**WHAT TO WORK ON**
Write out the data below in full. Keep it exact.

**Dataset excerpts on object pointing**
▬▬▬▬▬▬▬▬▬▬

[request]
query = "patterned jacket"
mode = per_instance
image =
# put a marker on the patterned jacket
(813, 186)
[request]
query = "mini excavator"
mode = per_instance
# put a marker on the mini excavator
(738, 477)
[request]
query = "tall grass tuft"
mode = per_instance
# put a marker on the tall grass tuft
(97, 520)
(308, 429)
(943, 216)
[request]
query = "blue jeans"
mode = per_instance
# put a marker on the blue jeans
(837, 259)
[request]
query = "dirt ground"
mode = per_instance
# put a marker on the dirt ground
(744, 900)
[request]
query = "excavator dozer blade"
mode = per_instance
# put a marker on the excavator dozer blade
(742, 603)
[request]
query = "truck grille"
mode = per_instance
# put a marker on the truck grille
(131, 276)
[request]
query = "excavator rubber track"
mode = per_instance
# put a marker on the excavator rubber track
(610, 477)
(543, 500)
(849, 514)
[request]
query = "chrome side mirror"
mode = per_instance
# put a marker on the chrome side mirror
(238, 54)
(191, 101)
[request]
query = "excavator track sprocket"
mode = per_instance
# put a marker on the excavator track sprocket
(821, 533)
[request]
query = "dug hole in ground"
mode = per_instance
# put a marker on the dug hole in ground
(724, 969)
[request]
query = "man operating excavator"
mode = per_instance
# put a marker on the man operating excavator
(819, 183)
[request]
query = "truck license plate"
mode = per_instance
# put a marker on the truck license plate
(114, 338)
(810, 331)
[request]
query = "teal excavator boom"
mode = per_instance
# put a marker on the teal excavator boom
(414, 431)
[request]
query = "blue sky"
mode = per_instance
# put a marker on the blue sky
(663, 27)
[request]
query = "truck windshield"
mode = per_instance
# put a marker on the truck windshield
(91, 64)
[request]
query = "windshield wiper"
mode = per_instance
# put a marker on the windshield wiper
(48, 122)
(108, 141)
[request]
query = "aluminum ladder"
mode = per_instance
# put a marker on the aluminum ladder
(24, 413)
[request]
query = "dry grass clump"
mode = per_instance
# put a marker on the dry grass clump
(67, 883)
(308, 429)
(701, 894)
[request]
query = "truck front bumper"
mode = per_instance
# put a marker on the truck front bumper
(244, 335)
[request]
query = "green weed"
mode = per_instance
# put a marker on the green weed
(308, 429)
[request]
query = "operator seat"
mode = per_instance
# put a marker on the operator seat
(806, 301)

▬▬▬▬▬▬▬▬▬▬

**ANSWER TO THIS TASK**
[request]
query = "patterned jacket"
mode = per_instance
image =
# put a marker on the patterned jacket
(813, 186)
[request]
query = "mini excavator"
mode = per_instance
# put a marker on the mini excavator
(738, 477)
[request]
query = "tall grass tuft"
mode = per_instance
# put a marker on the tall grass tuft
(97, 520)
(308, 429)
(943, 216)
[request]
query = "blue jeans"
mode = per_instance
# put a marker on the blue jeans
(837, 259)
[request]
query = "dirt ground"
mode = per_instance
# put a marker on the dirt ground
(744, 900)
[request]
query = "excavator dozer blade"
mode = per_instance
# put a marker on the excavator dozer blade
(742, 603)
[request]
query = "truck grille"
mode = per_instance
# put a marker on the truck grille
(131, 276)
[request]
query = "excavator rubber track"
mode = per_instance
# put a marker on the excavator rubber track
(610, 477)
(543, 500)
(849, 514)
[request]
query = "chrome side mirror"
mode = per_instance
# put a marker on the chrome side mirror
(238, 54)
(191, 101)
[request]
query = "excavator track sprocket"
mode = per_instance
# put a marker on the excavator track sprocket
(821, 533)
[request]
query = "dug hole in ground"
mode = per_instance
# put a marker on the dug hole in ground
(724, 969)
[request]
query = "man operating excavator"
mode = per_instance
# put a marker on the man operating excavator
(819, 183)
[request]
query = "truck license plate"
mode = per_instance
# put a marker on the truck license plate
(114, 338)
(810, 331)
[request]
query = "teal excavator boom"
mode = per_instance
# put a marker on the teal excavator boom
(414, 431)
[request]
query = "blue sky"
mode = per_instance
# put a marker on the blue sky
(663, 27)
[request]
query = "truck windshield"
mode = per_instance
# put a marker on the truck windshield
(91, 64)
[request]
query = "windshield wiper"
mode = per_instance
# put a marker on the windshield wiper
(48, 122)
(108, 141)
[request]
query = "aluminum ladder"
mode = per_instance
# put a marker on the aluminum ladder
(24, 413)
[request]
query = "dry grass clump"
mode = per_instance
# put a marker on the dry grass clump
(67, 883)
(308, 429)
(701, 894)
[request]
query = "truck front bumper"
mode = per_instance
# put a marker on the truck front bumper
(244, 335)
[request]
query = "green weed"
mode = per_instance
# put a marker on the green weed
(308, 429)
[request]
query = "operator seat"
mode = per_instance
# put a marker on the operator seat
(806, 301)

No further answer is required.